We then have some definitions:
* Average fitness: $f(H)$
* Order of schema: Orde rof schema $H$ is denoted by $o(H)$ and it is the number of non-$*$ symbols it contains.
* Length of schema: The length, denoted by $\delta(H)$, is the distance from the first non-$*$ to the last non-$*$ position.

### Effect of reproduction without crossover on schema
Definitions:
* $M = $ number of individual strings in GA population
* $S[j] = $ an individual string in the GA population, $j\in \{1,\ldots, M\}$
* $H = $ a schema
* $f = average f_j = average f(S[j])$, $S_j$ is part of GA population $P(t)$
* $f(H)=$ average fitness of all $S[j]$ in schema $H$
* $P(t) =$ GA population at iteration $t$. $P(t) = \{S[j], \forall j\in\{1, \ldots, M\}\}$
* $m(H,t) = $ number of $S[j]$ contained in schema $H$ in $P(t)$ in iteration $t$

Therefore, the probability of a string $S[j]$ from $P(t)$ is selected to be a parent (by routlette) is $P_i = \frac{f_i}{\sum_{j=1}^M f_j}$. THe expected value of $m(H,t+1)$ is:
$$m(H,t+1) = m(H,t)\cdot M\cdot \frac{f(H)}{\sum_{j=1}^M f_j}$$

### Surviving Crossover
We want to find the probability of the schema structure $H$ being preserved after crossover is done. The probabilty deifintely depends upon the length of the schema $\delta(H)$. For example, $H_1 = \{11****\}$ (wtih $\delta(H_1)=1$) is much more likely to survive crossover that $H_2 = \{1****1\}$ (with $\delta(H_2)=6$). We have the probability of $H$ surviving the crossover, $p_s(H)$:
$$p_s(H) = 1-p_c\frac{\delta(H)}{n-1}$$
where $p_c$ is the probability of crossover happening, assuming crossover and reproduction are independent.

Exercise 1
Answer from the schema notes:
(a) What does the order of a schema, $o(H)$, count?
(b) What does $M$ stand for?
(c) What is $p_c$ in the crossover survival formula?
Exercise 2
Extend the schema notes past their last line.
The records that follow have nothing to do with the text on genetic algorithm schemata.

Data supplied
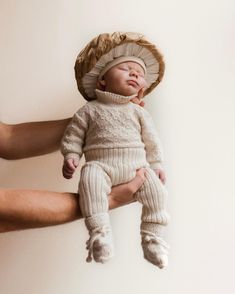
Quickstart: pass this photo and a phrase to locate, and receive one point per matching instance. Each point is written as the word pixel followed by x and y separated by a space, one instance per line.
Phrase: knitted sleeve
pixel 74 135
pixel 153 146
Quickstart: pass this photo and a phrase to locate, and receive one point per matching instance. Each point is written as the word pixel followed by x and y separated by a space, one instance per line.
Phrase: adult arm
pixel 31 139
pixel 24 209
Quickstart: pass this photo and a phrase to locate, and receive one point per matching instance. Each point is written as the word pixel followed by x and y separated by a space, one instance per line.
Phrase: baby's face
pixel 125 79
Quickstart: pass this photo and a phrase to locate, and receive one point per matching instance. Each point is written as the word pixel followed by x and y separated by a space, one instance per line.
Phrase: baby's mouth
pixel 132 83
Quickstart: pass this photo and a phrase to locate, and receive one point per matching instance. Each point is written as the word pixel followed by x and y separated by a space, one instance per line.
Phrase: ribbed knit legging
pixel 105 168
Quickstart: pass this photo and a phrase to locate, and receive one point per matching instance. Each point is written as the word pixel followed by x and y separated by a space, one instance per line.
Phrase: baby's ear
pixel 101 85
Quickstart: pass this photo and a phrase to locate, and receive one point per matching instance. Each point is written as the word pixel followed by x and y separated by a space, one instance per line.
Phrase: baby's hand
pixel 161 175
pixel 69 167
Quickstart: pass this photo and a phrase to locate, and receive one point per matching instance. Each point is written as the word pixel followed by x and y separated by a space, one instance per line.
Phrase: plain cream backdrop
pixel 194 113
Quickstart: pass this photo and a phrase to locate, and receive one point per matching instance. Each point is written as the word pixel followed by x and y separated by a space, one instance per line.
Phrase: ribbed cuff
pixel 71 155
pixel 151 227
pixel 156 165
pixel 97 220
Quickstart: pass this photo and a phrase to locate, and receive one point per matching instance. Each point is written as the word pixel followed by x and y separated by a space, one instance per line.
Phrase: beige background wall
pixel 194 113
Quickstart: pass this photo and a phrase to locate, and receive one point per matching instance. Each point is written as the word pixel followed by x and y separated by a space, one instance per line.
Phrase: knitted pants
pixel 105 168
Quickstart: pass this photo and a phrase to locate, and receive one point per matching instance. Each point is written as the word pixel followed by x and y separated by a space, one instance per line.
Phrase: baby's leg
pixel 94 187
pixel 154 216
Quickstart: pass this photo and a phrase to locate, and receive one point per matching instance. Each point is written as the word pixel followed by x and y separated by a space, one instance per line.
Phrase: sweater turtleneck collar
pixel 108 97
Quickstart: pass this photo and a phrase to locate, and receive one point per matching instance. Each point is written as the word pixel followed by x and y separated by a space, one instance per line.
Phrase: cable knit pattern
pixel 117 137
pixel 112 121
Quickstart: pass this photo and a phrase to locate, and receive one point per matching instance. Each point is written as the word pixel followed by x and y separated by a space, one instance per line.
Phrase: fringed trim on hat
pixel 89 81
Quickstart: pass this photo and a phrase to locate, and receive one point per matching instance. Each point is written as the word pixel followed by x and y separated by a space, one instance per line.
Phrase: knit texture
pixel 117 138
pixel 112 121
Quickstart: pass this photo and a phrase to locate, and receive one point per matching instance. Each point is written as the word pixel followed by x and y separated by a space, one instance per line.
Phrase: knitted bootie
pixel 100 243
pixel 155 249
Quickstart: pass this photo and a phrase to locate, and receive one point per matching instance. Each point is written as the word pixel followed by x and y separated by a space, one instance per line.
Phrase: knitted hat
pixel 107 50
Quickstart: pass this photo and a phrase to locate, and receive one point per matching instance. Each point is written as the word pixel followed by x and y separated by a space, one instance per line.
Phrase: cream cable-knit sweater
pixel 112 121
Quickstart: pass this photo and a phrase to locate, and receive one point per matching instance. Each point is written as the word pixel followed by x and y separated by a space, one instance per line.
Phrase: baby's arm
pixel 153 146
pixel 72 142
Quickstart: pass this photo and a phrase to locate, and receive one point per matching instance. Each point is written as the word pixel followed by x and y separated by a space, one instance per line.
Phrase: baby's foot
pixel 155 249
pixel 100 245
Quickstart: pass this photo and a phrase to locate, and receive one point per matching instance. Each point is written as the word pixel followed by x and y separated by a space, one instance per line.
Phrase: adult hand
pixel 69 167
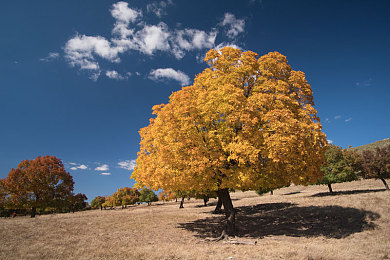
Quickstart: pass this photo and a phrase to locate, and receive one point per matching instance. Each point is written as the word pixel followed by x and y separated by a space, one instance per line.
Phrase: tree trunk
pixel 219 206
pixel 330 188
pixel 384 182
pixel 33 212
pixel 230 225
pixel 205 200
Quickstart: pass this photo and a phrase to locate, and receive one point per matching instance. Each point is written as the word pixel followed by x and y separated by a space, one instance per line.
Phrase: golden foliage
pixel 245 123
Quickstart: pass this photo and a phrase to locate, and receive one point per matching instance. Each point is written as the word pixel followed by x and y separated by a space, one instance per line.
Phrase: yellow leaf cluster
pixel 245 123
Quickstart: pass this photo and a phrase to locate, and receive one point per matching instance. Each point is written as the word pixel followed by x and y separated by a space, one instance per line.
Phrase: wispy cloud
pixel 102 168
pixel 159 8
pixel 113 74
pixel 234 26
pixel 77 166
pixel 130 33
pixel 169 73
pixel 128 164
pixel 50 57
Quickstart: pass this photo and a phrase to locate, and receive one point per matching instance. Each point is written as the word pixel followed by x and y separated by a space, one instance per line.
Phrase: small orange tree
pixel 39 183
pixel 245 123
pixel 376 164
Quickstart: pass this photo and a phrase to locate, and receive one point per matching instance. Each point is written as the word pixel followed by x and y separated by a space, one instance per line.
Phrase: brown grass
pixel 295 223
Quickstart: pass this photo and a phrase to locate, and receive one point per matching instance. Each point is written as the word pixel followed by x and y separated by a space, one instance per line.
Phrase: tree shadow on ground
pixel 292 193
pixel 347 192
pixel 288 219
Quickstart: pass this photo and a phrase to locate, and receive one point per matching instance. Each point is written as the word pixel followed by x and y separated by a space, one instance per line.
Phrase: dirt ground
pixel 295 223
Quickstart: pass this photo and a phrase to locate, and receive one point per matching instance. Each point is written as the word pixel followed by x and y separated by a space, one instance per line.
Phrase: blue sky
pixel 78 79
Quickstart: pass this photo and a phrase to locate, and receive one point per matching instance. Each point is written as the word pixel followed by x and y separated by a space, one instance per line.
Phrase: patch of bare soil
pixel 295 223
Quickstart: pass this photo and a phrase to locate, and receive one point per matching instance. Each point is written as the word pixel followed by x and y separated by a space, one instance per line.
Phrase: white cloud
pixel 82 167
pixel 102 168
pixel 130 33
pixel 158 8
pixel 152 38
pixel 192 39
pixel 226 44
pixel 123 14
pixel 77 166
pixel 170 73
pixel 50 57
pixel 80 51
pixel 113 74
pixel 128 164
pixel 235 26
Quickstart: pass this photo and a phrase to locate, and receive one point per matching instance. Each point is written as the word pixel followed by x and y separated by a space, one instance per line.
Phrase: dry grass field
pixel 295 223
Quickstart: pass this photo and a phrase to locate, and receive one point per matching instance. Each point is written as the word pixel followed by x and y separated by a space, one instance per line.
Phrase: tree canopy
pixel 376 164
pixel 339 166
pixel 147 195
pixel 245 123
pixel 42 182
pixel 97 202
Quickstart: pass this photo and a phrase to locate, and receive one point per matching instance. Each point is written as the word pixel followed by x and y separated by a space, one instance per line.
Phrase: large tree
pixel 245 123
pixel 339 166
pixel 376 164
pixel 39 183
pixel 148 196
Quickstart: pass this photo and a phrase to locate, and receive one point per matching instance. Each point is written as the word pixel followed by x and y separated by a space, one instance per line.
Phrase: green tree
pixel 126 196
pixel 147 195
pixel 39 183
pixel 97 202
pixel 245 123
pixel 339 166
pixel 78 202
pixel 377 164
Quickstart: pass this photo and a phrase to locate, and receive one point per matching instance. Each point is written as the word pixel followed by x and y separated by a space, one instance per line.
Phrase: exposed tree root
pixel 227 240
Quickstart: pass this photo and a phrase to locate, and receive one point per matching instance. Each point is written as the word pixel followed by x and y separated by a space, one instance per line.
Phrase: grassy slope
pixel 295 223
pixel 372 146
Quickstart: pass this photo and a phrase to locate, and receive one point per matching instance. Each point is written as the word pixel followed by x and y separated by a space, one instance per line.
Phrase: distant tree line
pixel 344 165
pixel 124 197
pixel 39 186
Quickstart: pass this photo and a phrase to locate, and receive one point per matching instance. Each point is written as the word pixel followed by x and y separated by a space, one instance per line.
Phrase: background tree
pixel 110 202
pixel 3 194
pixel 377 164
pixel 42 182
pixel 126 196
pixel 245 123
pixel 97 202
pixel 78 202
pixel 148 196
pixel 339 166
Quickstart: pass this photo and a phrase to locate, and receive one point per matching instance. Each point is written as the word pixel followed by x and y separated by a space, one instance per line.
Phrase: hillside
pixel 296 222
pixel 371 146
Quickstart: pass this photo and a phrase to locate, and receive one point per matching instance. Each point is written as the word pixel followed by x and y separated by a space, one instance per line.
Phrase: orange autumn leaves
pixel 245 123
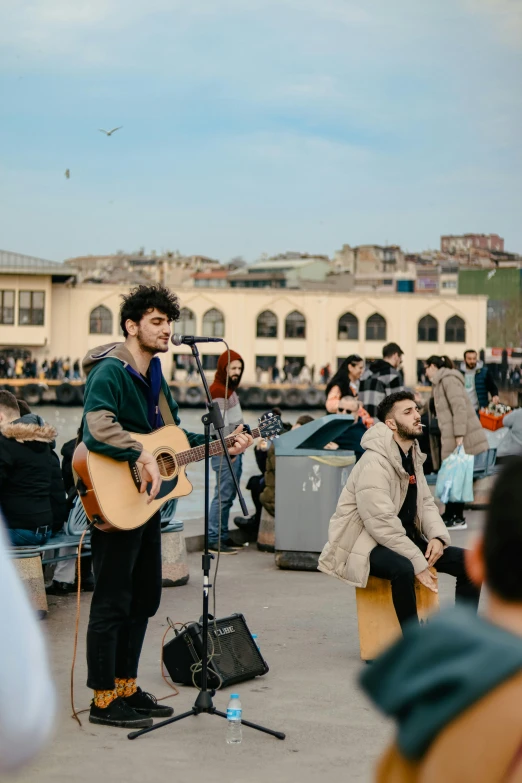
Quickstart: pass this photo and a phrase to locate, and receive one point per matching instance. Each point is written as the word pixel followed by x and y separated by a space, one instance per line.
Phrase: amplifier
pixel 236 656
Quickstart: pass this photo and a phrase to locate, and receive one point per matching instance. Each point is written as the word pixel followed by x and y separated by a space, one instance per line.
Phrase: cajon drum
pixel 376 617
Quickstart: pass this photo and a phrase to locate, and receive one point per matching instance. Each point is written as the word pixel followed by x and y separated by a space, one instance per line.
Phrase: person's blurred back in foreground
pixel 27 703
pixel 454 686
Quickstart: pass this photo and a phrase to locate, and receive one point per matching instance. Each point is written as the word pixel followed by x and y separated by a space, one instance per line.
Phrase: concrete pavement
pixel 307 630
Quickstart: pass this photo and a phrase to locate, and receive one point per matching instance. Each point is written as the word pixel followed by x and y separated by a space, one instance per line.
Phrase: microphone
pixel 190 339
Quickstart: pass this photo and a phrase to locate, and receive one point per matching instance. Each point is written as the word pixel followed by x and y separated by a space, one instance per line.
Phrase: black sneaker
pixel 245 522
pixel 232 544
pixel 146 704
pixel 224 549
pixel 456 524
pixel 119 714
pixel 60 588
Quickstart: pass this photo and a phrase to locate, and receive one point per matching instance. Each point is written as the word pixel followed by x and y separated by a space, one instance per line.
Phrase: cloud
pixel 504 15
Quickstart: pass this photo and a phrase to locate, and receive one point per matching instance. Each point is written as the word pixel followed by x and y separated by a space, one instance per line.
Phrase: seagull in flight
pixel 109 133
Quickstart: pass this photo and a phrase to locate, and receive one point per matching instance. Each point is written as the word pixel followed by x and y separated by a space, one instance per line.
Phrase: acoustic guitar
pixel 110 490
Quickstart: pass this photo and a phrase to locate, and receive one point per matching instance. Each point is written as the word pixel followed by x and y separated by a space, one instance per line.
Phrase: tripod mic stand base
pixel 202 704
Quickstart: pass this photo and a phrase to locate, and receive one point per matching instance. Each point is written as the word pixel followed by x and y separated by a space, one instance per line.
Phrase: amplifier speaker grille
pixel 236 656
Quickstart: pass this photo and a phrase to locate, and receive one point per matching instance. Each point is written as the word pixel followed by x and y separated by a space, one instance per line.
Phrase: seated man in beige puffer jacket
pixel 386 522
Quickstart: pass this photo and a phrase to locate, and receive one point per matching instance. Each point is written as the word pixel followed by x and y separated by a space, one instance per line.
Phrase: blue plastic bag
pixel 455 479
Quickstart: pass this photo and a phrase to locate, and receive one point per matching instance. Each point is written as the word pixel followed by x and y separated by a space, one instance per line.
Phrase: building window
pixel 266 362
pixel 31 306
pixel 376 327
pixel 455 330
pixel 348 327
pixel 266 324
pixel 295 325
pixel 6 307
pixel 100 320
pixel 186 324
pixel 213 324
pixel 209 360
pixel 428 330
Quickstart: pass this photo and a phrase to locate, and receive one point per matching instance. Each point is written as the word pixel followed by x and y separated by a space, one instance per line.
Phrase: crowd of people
pixel 12 366
pixel 386 524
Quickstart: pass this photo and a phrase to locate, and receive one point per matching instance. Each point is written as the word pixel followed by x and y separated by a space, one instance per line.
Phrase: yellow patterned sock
pixel 125 687
pixel 104 698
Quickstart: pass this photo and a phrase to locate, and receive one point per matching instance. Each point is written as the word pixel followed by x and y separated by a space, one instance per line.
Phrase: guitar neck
pixel 197 453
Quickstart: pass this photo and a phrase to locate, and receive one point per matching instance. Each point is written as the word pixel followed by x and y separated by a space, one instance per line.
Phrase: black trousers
pixel 127 575
pixel 386 564
pixel 255 490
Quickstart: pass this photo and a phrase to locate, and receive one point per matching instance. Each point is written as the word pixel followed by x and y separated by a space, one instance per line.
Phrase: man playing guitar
pixel 122 395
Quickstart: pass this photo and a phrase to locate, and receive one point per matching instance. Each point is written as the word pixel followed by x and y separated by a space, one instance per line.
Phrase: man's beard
pixel 147 347
pixel 407 434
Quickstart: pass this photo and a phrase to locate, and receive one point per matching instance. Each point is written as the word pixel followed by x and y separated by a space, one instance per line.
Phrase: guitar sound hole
pixel 167 465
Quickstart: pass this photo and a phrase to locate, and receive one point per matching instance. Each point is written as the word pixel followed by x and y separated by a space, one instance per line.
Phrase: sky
pixel 258 126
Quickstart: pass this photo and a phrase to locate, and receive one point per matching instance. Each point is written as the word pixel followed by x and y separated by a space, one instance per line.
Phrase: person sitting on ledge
pixel 454 686
pixel 386 522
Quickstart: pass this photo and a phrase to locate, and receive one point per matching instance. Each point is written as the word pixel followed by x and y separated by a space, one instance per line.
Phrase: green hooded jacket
pixel 437 671
pixel 118 400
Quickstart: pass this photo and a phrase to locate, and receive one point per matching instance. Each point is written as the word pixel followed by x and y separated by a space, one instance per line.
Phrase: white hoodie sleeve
pixel 27 697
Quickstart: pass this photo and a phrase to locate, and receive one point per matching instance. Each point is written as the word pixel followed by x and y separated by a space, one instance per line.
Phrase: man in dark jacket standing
pixel 478 382
pixel 123 393
pixel 32 495
pixel 223 390
pixel 382 378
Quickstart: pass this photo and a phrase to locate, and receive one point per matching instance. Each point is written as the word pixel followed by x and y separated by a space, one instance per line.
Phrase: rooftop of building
pixel 19 264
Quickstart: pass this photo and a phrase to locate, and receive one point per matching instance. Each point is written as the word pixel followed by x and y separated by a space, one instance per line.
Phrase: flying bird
pixel 109 133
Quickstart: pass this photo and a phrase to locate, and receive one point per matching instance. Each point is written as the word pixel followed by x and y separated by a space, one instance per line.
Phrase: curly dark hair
pixel 145 298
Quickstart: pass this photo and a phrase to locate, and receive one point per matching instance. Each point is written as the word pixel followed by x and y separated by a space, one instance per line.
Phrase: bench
pixel 31 560
pixel 376 616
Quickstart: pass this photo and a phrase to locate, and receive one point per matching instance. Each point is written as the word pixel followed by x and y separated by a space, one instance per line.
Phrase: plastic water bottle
pixel 234 712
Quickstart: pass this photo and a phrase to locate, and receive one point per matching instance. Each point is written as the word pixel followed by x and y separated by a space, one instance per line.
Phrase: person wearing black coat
pixel 32 495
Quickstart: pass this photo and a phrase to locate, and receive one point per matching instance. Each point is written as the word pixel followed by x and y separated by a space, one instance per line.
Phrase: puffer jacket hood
pixel 381 367
pixel 437 671
pixel 456 415
pixel 368 508
pixel 445 372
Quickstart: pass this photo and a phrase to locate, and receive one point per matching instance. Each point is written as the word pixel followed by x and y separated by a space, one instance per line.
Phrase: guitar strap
pixel 166 413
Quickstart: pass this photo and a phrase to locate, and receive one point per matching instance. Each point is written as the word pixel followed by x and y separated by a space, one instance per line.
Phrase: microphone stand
pixel 203 701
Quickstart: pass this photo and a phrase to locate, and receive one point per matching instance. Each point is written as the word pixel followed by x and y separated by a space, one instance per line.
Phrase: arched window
pixel 295 325
pixel 186 324
pixel 100 320
pixel 348 327
pixel 213 323
pixel 266 324
pixel 376 327
pixel 455 330
pixel 428 330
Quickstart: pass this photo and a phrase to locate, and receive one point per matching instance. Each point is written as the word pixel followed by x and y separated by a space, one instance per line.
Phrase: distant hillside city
pixel 464 264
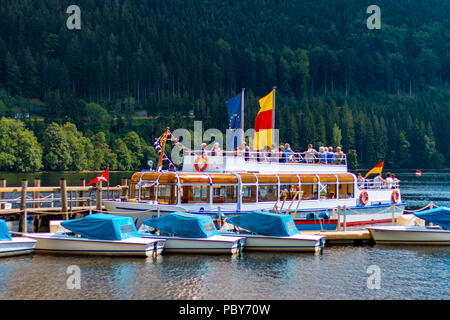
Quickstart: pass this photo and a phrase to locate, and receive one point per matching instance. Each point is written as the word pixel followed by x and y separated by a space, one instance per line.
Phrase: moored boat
pixel 190 233
pixel 98 234
pixel 266 231
pixel 12 246
pixel 416 235
pixel 238 184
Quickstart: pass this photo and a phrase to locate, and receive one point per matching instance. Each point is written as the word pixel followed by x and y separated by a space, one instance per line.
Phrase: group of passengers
pixel 282 154
pixel 390 182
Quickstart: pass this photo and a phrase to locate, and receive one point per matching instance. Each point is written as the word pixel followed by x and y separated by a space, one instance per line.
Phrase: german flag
pixel 377 169
pixel 263 123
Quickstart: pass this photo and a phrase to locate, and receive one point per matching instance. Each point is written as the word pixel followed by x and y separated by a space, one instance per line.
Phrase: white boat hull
pixel 295 243
pixel 409 235
pixel 16 246
pixel 217 244
pixel 61 244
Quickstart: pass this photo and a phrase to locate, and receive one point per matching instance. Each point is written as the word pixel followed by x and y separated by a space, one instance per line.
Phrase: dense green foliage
pixel 381 94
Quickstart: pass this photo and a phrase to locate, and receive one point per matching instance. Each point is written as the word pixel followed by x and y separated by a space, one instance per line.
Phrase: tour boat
pixel 190 233
pixel 12 246
pixel 416 235
pixel 235 184
pixel 98 234
pixel 266 231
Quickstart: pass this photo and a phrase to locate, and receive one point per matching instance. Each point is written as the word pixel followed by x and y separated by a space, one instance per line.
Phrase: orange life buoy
pixel 364 197
pixel 395 196
pixel 201 163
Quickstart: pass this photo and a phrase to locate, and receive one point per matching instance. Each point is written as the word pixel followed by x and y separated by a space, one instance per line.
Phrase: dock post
pixel 98 196
pixel 339 218
pixel 345 218
pixel 63 191
pixel 23 207
pixel 2 194
pixel 37 204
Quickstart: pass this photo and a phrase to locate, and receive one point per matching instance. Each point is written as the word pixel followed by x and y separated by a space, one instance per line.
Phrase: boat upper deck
pixel 262 162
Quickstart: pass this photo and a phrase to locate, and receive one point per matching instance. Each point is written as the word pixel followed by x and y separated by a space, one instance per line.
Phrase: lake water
pixel 340 272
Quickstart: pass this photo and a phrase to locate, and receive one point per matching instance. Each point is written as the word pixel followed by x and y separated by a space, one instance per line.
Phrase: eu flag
pixel 234 112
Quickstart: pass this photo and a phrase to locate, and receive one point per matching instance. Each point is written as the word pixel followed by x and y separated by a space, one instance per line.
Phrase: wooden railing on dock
pixel 82 196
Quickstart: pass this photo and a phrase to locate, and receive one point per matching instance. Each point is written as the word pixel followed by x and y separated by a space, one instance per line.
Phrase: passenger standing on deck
pixel 330 155
pixel 339 155
pixel 395 181
pixel 378 181
pixel 310 154
pixel 388 180
pixel 322 154
pixel 204 151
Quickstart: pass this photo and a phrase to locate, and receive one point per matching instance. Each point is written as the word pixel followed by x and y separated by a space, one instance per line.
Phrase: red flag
pixel 103 177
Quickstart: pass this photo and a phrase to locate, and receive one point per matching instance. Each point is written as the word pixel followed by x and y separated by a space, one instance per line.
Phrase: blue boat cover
pixel 101 226
pixel 439 216
pixel 4 232
pixel 265 223
pixel 184 225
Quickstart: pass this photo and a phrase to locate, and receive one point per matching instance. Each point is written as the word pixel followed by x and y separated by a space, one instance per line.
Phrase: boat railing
pixel 374 184
pixel 274 157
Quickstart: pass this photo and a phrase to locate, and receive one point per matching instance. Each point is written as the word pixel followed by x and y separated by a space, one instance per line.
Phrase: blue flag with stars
pixel 234 112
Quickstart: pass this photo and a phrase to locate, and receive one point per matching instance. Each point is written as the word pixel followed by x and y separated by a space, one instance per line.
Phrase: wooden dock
pixel 64 202
pixel 355 237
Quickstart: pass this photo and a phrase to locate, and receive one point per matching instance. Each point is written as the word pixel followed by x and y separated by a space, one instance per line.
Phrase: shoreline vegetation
pixel 82 99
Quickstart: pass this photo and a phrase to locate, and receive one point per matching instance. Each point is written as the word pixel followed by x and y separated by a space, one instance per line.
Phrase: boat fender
pixel 395 196
pixel 364 197
pixel 201 163
pixel 311 216
pixel 324 216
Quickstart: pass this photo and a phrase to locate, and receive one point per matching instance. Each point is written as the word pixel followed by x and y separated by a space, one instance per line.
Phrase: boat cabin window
pixel 148 192
pixel 290 189
pixel 328 191
pixel 224 194
pixel 309 191
pixel 195 194
pixel 248 193
pixel 267 193
pixel 167 194
pixel 346 190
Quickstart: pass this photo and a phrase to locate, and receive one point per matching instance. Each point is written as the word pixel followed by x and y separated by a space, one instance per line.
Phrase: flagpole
pixel 242 115
pixel 107 180
pixel 273 115
pixel 162 150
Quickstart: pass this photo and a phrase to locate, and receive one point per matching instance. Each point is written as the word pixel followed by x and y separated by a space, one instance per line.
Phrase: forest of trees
pixel 68 98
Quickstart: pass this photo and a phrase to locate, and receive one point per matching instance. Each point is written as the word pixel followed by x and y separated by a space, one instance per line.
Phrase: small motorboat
pixel 98 234
pixel 190 233
pixel 265 231
pixel 12 246
pixel 438 234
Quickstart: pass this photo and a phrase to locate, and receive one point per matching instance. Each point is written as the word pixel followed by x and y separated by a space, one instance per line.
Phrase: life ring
pixel 395 196
pixel 364 197
pixel 203 161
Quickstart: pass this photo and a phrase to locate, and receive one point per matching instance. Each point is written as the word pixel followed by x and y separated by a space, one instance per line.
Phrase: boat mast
pixel 163 147
pixel 242 116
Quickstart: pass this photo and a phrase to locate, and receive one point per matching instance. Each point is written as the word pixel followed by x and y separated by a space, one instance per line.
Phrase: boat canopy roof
pixel 265 223
pixel 232 178
pixel 101 226
pixel 4 232
pixel 439 216
pixel 185 225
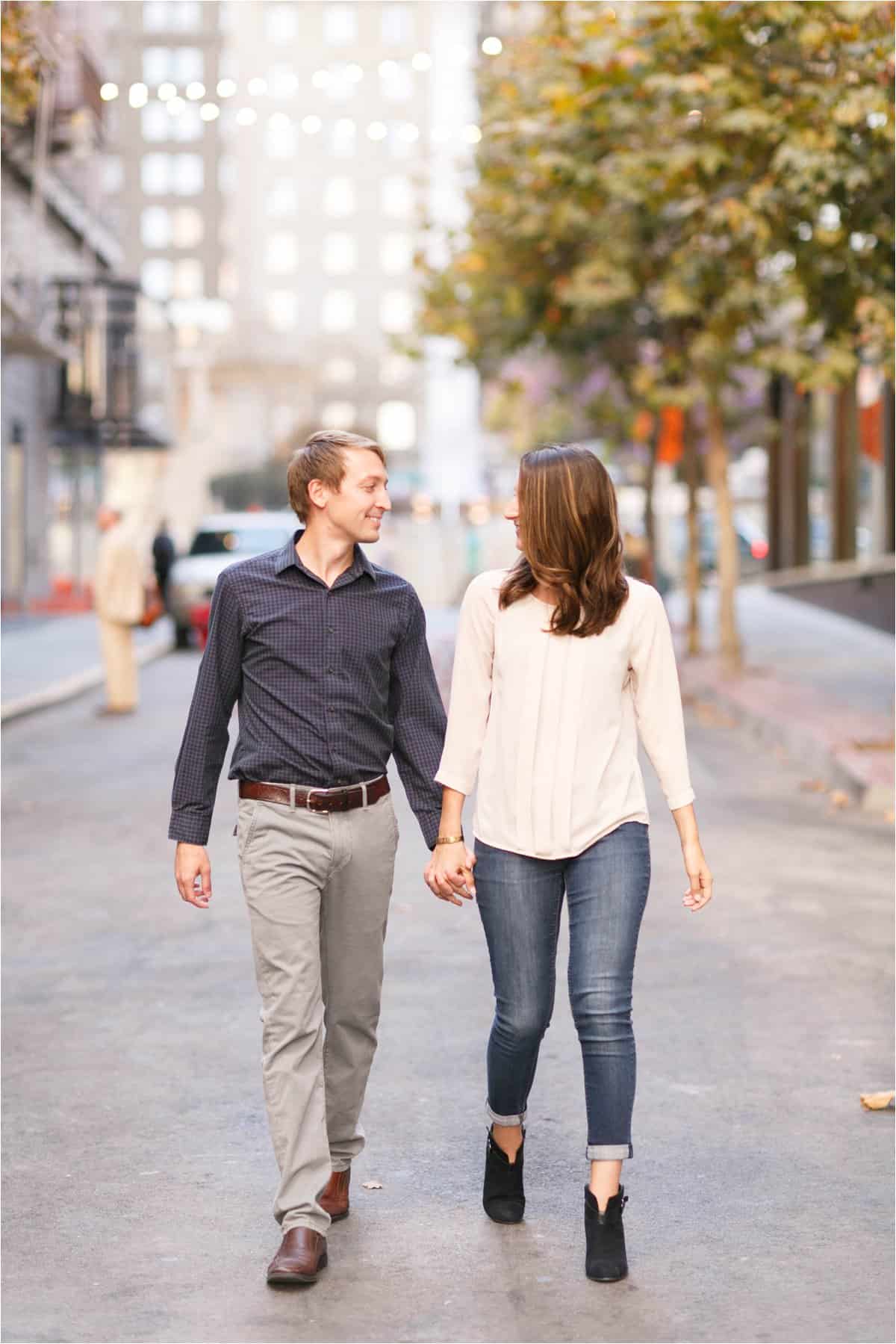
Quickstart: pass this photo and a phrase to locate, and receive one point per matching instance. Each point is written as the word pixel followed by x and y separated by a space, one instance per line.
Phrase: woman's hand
pixel 700 890
pixel 449 874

Exercise output 1
(a) The number of non-$*$ symbols the schema contains.
(b) The number of individual strings in the GA population.
(c) The probability of crossover happening.

Exercise output 2
Therefore, number of strings belonging to $H$ surviving both reproduction + crossover:
$$m(H,t+1) \geq m(H,t)\cdot\frac{f(H)}{\text{Avg }f}\cdot [1-p_c\frac{\delta(H)}{n-1}]$$

### Surviving Mutation
We want to determine if schema $H$ survives mutation. It does not matter if a bit in a $*$ position is mutated. Let $p_m$ be the probability that one bit is mutated. Then the probability that $H$ survives mutation is:
$$(1-p_m)^{o(H)}$$
Probabilty of surviving reproduction + crossover + mutation:
$$m(H,t+1) \geq m(H,t)\cdot\frac{f(H)}{\text{Avg }f}\cdot [1-p_c\frac{\delta(H)}{n-1}]\cdot [1-p_m]^{o(H)}$$
Let $A_t = \frac{f(H)}{\text{Avg }f}\cdot [1-p_c\frac{\delta(H)}{n-1}]\cdot [1-p_m]^{o(H)}$. Assume that there exists a $U>1$ for all iterations $t$ up to $K$ such that $A_t \geq U$. Then,
$$m(H,t+1)\geq m(H,t)\cdot U\geq m(H, t-1)\cdot U^2$$
* Since $U>1$ this means that upto $K$ iterations the expected number of members in the popultions will increase.
* If no such $U$ exists, then the schema $H$ will gradually die out.

### Schema Theorem (by Goldberg)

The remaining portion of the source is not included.